**Your tasks**
(a) Edit the Kafka interview excerpt from "Rebalancing Protocols &" to "you diagnose it?", replacing "peak traffic" with "high load".
(b) According to the Kafka rebalancing excerpt, what value should session.timeout.ms be raised to as a mitigation?
(c) Carry on the Kafka rebalancing interview excerpt from the point where it stops.
*** Opening of Excerpt ***
Kafka Interview — Consumer Group Rebalancing Protocols

Rebalancing Protocols & Production Scenarios

Your consumer group just triggered a rebalance during peak traffic (10K msg/sec). Processing stopped for 2 minutes. When you check, lag jumped from 5K to 850K. What happened and how do you diagnose it?

Rebalance stops all processing while consumers rejoin the group and redistribute partitions. A 2-minute pause with 10K msg/sec means 1.2M messages queued. Diagnose with: kafka-consumer-groups --bootstrap-server localhost:9092 --group orders-group --describe to see lag. Check rebalance reason via broker logs (JMX metric kafka.server:type=ReplicaManager,name=IsrShrinks). Common causes: consumer heartbeat timeout (default 10s), session timeout, or GC pause. If max.poll.interval.ms was exceeded, the consumer was kicked out mid-processing. Check consumer logs for REBALANCE_IN_PROGRESS error. Mitigation: increase session.timeout.ms from 10s to 30s, lower max.poll.records from 500 to 100, or tune fetch.max.bytes.

Follow-up: Your rebalance took 45 seconds but lag only jumped 450K—why was that better? What metric tells you rebalance time?

You deployed a new consumer version with a bug. It crashes instantly after rebalancing, triggering cascading rebalances every 10 seconds for 5 minutes. 200 messages piled up. How do you stop the bleeding?
*** Close of Excerpt ***
*** Opening of Exercise data ***
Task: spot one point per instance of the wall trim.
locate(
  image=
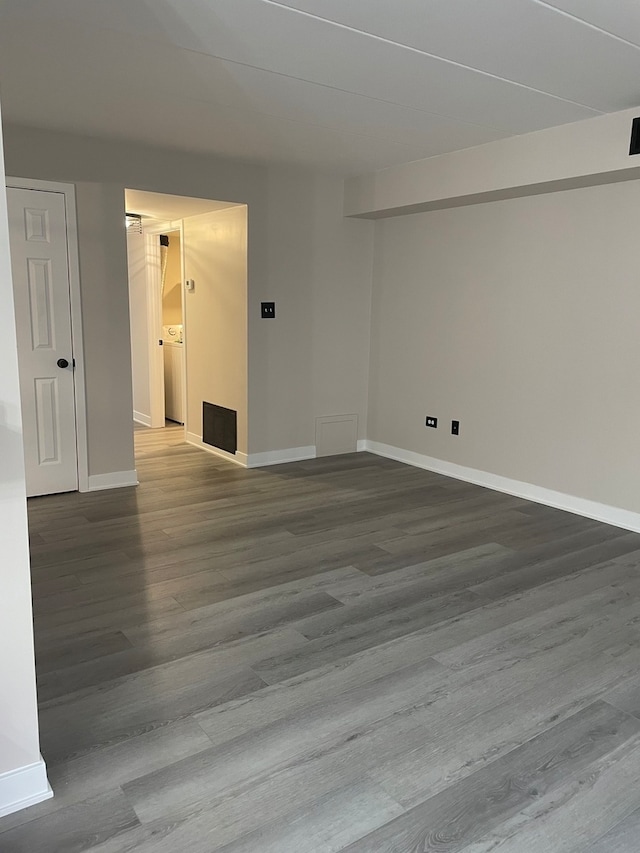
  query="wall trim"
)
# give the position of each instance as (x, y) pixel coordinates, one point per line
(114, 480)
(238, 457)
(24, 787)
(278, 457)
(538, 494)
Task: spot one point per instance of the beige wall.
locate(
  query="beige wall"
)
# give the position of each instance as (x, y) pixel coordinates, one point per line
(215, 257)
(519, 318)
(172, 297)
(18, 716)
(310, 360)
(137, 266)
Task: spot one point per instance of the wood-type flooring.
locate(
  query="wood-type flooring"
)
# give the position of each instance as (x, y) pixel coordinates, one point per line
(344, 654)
*** Close of Exercise data ***
**Answers below**
(a)
Rebalancing Protocols & Production Scenarios

Your consumer group just triggered a rebalance during high load (10K msg/sec). Processing stopped for 2 minutes. When you check, lag jumped from 5K to 850K. What happened and how do you diagnose it?

(b) From 10s to 30s.

(c)
Cascading rebalances mean consumers keep crashing and rejoining. Immediate action: kill all consumer instances with bad code (pkill -f orders-consumer). This triggers one final rebalance, remaining consumers take all partitions. Check JMX metric kafka.consumer:type=consumer-coordinator-metrics,client-id=*,name=sync-rate—high sync rate + low consumer-lag-avg = thrashing. Roll back deployment. Before restarting: verify fix handles edge cases in rebalance callback. Use --to-earliest restart only if necessary. For prevention: add on_partitions_revoked() handler to gracefully commit offsets before rebalance. Monitor kafka.consumer:type=consumer-fetch-manager-metrics,name=records-lag-max to catch lag spikes. Set alert on rebalance frequency via RangeAssignor or CooperativeStickyAssignor metrics.

Follow-up: Why would switching to CooperativeStickyAssignor reduce the impact? What's the trade-off vs RangeAssignor?

You have 6 consumers in a group across 3 partitions on your orders topic. You scale to 9 consumers. Rebalance triggers. Partition ownership flips: P0/P1/P2 were on C1/C2/C3. Now they're on C4/C5/C6. Why did they move and what did this cost?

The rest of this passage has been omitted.